▶ _LISTED ENTRIES_:
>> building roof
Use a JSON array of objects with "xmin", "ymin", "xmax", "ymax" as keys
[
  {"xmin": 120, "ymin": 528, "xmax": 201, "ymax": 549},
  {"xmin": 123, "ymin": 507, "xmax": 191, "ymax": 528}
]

▶ _YOUR ASSIGNMENT_: Reproduce exactly what is written in the listing above.

▶ _EXERCISE RESPONSE_:
>> building roof
Use a JSON array of objects with "xmin", "ymin", "xmax", "ymax" as keys
[
  {"xmin": 120, "ymin": 528, "xmax": 201, "ymax": 549},
  {"xmin": 123, "ymin": 507, "xmax": 191, "ymax": 528}
]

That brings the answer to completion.